Excerpt:
»»

Path: utzoo!yunexus!geac!syntron!jtsv16!uunet!peregrine!elroy!ames!pasteur!ucbvax!decwrl!pyramid!prls!philabs!ttidca!svirsky
From: svirsky@ttidca.TTI.COM (William Svirsky)
Newsgroups: comp.binaries.ibm.pc.d
Subject: Re: ZOO vs PKARC
Message-ID: <3046@ttidca.TTI.COM>
Date: 13 Aug 88 01:29:58 GMT
Article-I.D.: ttidca.3046
References: <3802@sdcc6.ucsd.EDU> <19807@tut.cis.ohio-state.edu>
Reply-To: svirsky@ttidcc.tti.com (William Svirsky)
Organization: Citicorp/TTI, Santa Monica
Lines: 37

In article <19807@tut.cis.ohio-state.edu> mdf@tut.cis.osu-state.edu (Mark D. Freeman) writes:
>STUFF is a wonderful tool.  The only major thing left to put into ZOO
>is the ability to create needed directories.  It is a real drag to have
>to create all the needed directories manually before I can un-ZOO an
>archive.

««

Entries:
»»

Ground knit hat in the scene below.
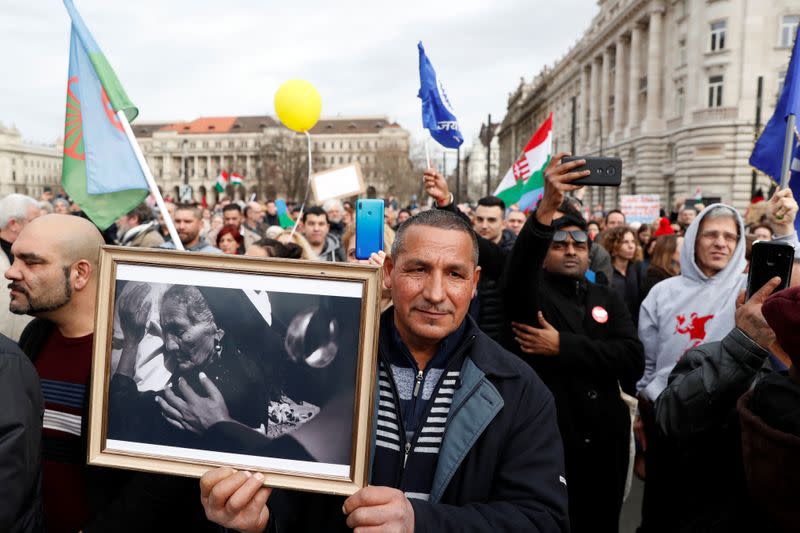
[653,217,675,237]
[761,286,800,365]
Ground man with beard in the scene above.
[5,215,212,533]
[0,194,40,342]
[161,205,222,254]
[504,153,644,533]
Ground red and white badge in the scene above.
[592,305,608,324]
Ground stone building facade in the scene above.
[459,122,500,202]
[133,116,411,203]
[0,123,63,198]
[498,0,800,212]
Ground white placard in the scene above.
[311,163,366,203]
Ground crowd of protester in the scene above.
[0,160,800,533]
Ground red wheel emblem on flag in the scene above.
[64,76,86,160]
[592,305,608,324]
[101,87,125,133]
[511,157,530,181]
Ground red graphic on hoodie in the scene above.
[675,313,714,348]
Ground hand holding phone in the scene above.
[747,241,794,299]
[561,156,622,187]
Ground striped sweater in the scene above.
[371,313,468,500]
[35,328,92,532]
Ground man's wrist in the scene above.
[772,224,794,239]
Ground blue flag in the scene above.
[750,27,800,184]
[417,41,464,148]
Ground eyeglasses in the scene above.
[553,229,589,243]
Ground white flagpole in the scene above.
[289,130,313,239]
[117,110,184,250]
[425,132,431,168]
[781,114,796,189]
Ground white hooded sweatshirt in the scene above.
[636,204,747,401]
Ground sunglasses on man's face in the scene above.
[553,229,589,244]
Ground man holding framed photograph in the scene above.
[200,210,568,532]
[5,214,214,533]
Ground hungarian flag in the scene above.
[275,198,294,229]
[61,0,149,229]
[494,113,553,212]
[214,170,228,192]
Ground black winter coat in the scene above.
[504,215,644,532]
[0,335,44,533]
[641,329,773,533]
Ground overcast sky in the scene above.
[0,0,597,152]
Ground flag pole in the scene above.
[117,110,184,250]
[289,130,313,239]
[781,113,797,189]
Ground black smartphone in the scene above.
[747,241,794,299]
[561,156,622,187]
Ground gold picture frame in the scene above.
[87,246,381,495]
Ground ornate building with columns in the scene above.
[498,0,800,212]
[133,116,411,203]
[0,123,63,198]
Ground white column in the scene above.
[645,4,664,131]
[626,23,642,137]
[586,58,600,146]
[598,48,611,145]
[613,36,627,139]
[577,66,589,145]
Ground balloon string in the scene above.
[289,130,313,240]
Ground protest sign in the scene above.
[619,194,661,224]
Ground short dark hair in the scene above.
[250,237,303,259]
[303,205,331,224]
[392,209,478,266]
[478,196,506,212]
[553,211,589,231]
[606,209,626,223]
[175,204,203,220]
[128,202,154,224]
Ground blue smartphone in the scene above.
[356,199,383,259]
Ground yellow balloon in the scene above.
[275,80,322,132]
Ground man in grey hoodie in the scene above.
[636,204,747,402]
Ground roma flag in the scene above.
[61,0,149,229]
[275,198,294,229]
[494,113,553,212]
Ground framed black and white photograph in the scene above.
[88,247,380,494]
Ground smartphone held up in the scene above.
[561,156,622,187]
[356,199,384,259]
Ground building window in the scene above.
[678,39,686,67]
[675,87,685,116]
[711,20,727,52]
[708,76,722,107]
[780,15,800,48]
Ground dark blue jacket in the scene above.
[262,318,569,533]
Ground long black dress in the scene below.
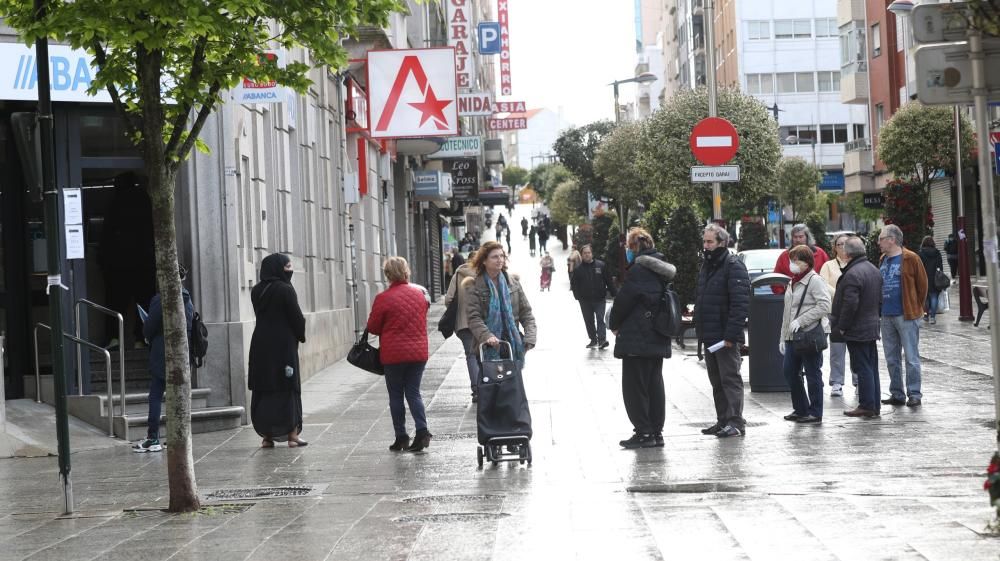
[248,253,306,441]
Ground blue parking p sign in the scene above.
[479,21,500,55]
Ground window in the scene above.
[795,72,816,92]
[816,70,840,92]
[816,18,840,37]
[747,74,774,94]
[747,21,771,41]
[774,19,812,39]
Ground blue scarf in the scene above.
[484,273,524,364]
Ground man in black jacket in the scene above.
[569,245,615,349]
[694,224,750,438]
[830,236,882,418]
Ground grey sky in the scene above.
[508,0,635,126]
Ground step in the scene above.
[114,405,246,441]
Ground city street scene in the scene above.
[0,0,1000,561]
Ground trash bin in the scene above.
[748,273,792,392]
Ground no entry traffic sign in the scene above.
[691,117,740,166]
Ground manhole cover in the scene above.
[403,495,504,505]
[205,485,313,501]
[625,483,749,493]
[393,512,510,523]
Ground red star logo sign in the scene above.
[368,47,458,138]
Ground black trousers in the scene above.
[580,298,608,343]
[622,356,667,434]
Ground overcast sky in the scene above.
[508,0,635,126]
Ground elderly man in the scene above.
[771,224,830,294]
[878,224,927,407]
[830,236,882,418]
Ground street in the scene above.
[0,205,1000,561]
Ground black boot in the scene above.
[407,429,434,452]
[389,434,410,452]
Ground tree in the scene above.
[552,121,615,199]
[503,166,528,187]
[0,0,405,512]
[878,103,974,237]
[660,205,705,306]
[593,121,655,228]
[636,88,781,218]
[775,158,826,220]
[549,179,587,226]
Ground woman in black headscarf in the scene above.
[249,253,307,448]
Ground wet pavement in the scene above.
[0,207,1000,561]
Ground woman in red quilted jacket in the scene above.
[368,257,433,452]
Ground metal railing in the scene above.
[34,323,117,436]
[73,298,125,396]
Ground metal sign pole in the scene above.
[969,29,1000,448]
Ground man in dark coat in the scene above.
[694,224,750,438]
[830,236,882,418]
[569,244,616,349]
[609,228,677,449]
[132,265,194,452]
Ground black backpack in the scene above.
[653,283,684,338]
[188,312,208,367]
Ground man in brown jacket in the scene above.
[878,224,927,407]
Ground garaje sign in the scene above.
[448,0,474,88]
[368,47,458,138]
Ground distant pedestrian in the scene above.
[132,264,194,452]
[569,245,616,349]
[771,224,830,294]
[248,253,307,448]
[462,238,536,365]
[367,257,434,452]
[830,236,882,418]
[878,224,927,407]
[944,234,958,279]
[444,258,479,403]
[604,228,677,449]
[778,245,830,423]
[920,236,944,325]
[694,224,750,438]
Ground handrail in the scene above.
[73,298,125,398]
[34,322,117,440]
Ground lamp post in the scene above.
[608,72,656,279]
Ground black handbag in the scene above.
[438,298,458,339]
[347,329,385,376]
[792,279,829,355]
[934,269,951,291]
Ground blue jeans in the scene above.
[146,374,167,439]
[924,290,941,319]
[882,316,922,399]
[455,329,479,391]
[385,362,427,438]
[784,341,823,417]
[847,341,882,413]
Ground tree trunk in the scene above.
[138,47,201,512]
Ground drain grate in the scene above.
[393,512,510,523]
[205,485,313,501]
[402,495,504,505]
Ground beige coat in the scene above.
[781,271,831,341]
[444,263,476,331]
[462,273,537,353]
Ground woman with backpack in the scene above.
[248,253,308,448]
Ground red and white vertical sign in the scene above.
[497,0,511,95]
[447,0,474,89]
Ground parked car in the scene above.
[736,249,785,294]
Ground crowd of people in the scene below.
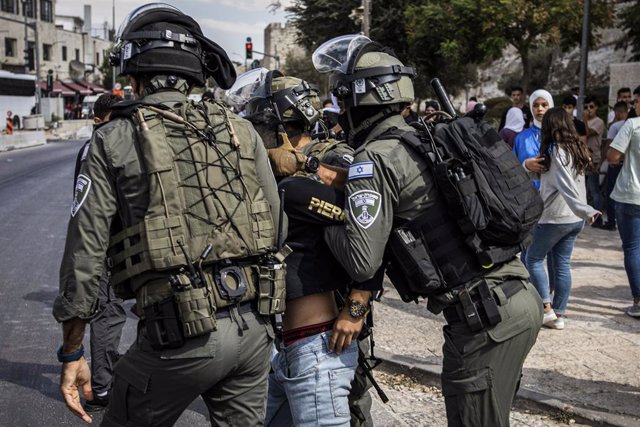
[47,3,640,426]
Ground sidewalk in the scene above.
[374,227,640,426]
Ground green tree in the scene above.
[618,0,640,61]
[405,0,613,93]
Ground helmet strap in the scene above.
[142,74,191,97]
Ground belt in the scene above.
[443,279,525,331]
[215,301,257,319]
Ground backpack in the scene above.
[385,117,543,268]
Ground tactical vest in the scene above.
[109,102,284,314]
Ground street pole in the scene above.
[362,0,371,37]
[578,0,591,117]
[111,0,116,92]
[32,18,42,114]
[22,0,29,74]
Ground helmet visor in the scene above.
[226,68,269,111]
[311,34,371,74]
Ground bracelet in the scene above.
[57,344,84,363]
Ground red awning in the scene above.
[62,82,91,95]
[40,80,76,97]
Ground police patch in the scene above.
[347,162,373,181]
[71,174,91,216]
[349,190,382,229]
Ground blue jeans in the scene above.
[616,202,640,298]
[527,221,584,315]
[586,172,602,211]
[607,165,622,225]
[264,331,358,427]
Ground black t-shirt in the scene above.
[278,177,351,300]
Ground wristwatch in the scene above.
[347,298,369,319]
[304,156,320,173]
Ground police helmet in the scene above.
[312,34,415,109]
[109,3,236,89]
[227,68,321,130]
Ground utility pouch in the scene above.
[458,288,484,332]
[143,296,184,350]
[174,288,216,338]
[435,159,489,234]
[389,227,445,301]
[478,280,502,326]
[258,246,291,316]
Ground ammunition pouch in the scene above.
[386,227,446,302]
[443,279,525,332]
[258,245,291,316]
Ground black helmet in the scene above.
[312,34,415,109]
[109,3,236,89]
[227,68,321,131]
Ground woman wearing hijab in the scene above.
[500,107,524,149]
[526,107,601,329]
[513,89,553,188]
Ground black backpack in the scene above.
[385,117,543,268]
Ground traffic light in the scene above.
[244,37,253,59]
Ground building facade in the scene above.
[262,22,305,69]
[0,0,112,85]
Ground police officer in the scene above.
[53,3,284,426]
[313,35,542,426]
[229,69,372,426]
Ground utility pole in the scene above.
[362,0,371,37]
[111,0,116,92]
[578,0,591,118]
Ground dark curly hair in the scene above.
[540,107,591,174]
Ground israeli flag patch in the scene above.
[348,162,373,181]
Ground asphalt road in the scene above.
[0,141,208,427]
[0,141,580,427]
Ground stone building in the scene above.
[262,22,305,69]
[0,0,111,84]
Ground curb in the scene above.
[375,349,640,427]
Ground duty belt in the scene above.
[443,279,524,332]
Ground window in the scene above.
[40,0,53,22]
[26,42,36,71]
[4,38,17,56]
[0,0,18,13]
[42,43,53,61]
[22,0,36,18]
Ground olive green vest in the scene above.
[109,102,276,308]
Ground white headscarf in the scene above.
[529,89,554,128]
[504,107,524,132]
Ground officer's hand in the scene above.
[60,357,93,424]
[524,156,547,173]
[329,307,364,354]
[267,147,307,176]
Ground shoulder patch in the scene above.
[80,143,91,162]
[349,190,382,230]
[348,162,373,180]
[71,174,91,216]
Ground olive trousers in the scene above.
[102,312,273,427]
[442,261,542,427]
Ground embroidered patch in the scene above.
[348,162,373,180]
[349,190,382,229]
[80,144,91,162]
[71,174,91,216]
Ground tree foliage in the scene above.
[286,0,616,93]
[618,0,640,61]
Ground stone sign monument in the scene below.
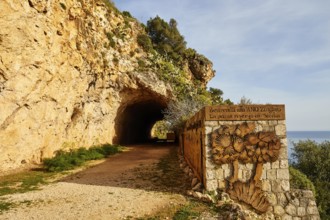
[181,105,319,219]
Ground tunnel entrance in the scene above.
[113,98,167,145]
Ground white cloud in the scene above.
[115,0,330,130]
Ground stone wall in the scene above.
[180,105,319,219]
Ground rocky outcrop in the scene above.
[0,0,214,171]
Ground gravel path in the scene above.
[0,145,189,220]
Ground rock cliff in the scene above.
[0,0,214,172]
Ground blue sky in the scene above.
[113,0,330,130]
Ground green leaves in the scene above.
[292,140,330,219]
[43,144,121,172]
[147,16,186,62]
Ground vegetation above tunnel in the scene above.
[104,0,232,130]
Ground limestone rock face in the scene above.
[0,0,214,173]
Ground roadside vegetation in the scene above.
[0,144,123,214]
[290,140,330,219]
[43,144,122,172]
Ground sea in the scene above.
[287,131,330,160]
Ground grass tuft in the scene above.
[0,200,13,214]
[43,144,121,172]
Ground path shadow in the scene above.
[60,144,190,193]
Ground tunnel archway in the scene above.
[113,90,168,145]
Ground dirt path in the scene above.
[0,145,189,219]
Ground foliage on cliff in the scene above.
[292,140,330,219]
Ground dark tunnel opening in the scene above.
[114,100,166,145]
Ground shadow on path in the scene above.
[61,144,190,193]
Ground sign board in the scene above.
[205,105,285,121]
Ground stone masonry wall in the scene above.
[185,105,320,220]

««

To do: Reproduce the full Usenet post about ZOO vs PKARC word for word.

Written response:
Path: utzoo!yunexus!geac!syntron!jtsv16!uunet!peregrine!elroy!ames!pasteur!ucbvax!decwrl!pyramid!prls!philabs!ttidca!svirsky
From: svirsky@ttidca.TTI.COM (William Svirsky)
Newsgroups: comp.binaries.ibm.pc.d
Subject: Re: ZOO vs PKARC
Message-ID: <3046@ttidca.TTI.COM>
Date: 13 Aug 88 01:29:58 GMT
Article-I.D.: ttidca.3046
References: <3802@sdcc6.ucsd.EDU> <19807@tut.cis.ohio-state.edu>
Reply-To: svirsky@ttidcc.tti.com (William Svirsky)
Organization: Citicorp/TTI, Santa Monica
Lines: 37

In article <19807@tut.cis.ohio-state.edu> mdf@tut.cis.osu-state.edu (Mark D. Freeman) writes:
>STUFF is a wonderful tool.  The only major thing left to put into ZOO
>is the ability to create needed directories.  It is a real drag to have
>to create all the needed directories manually before I can un-ZOO an
>archive.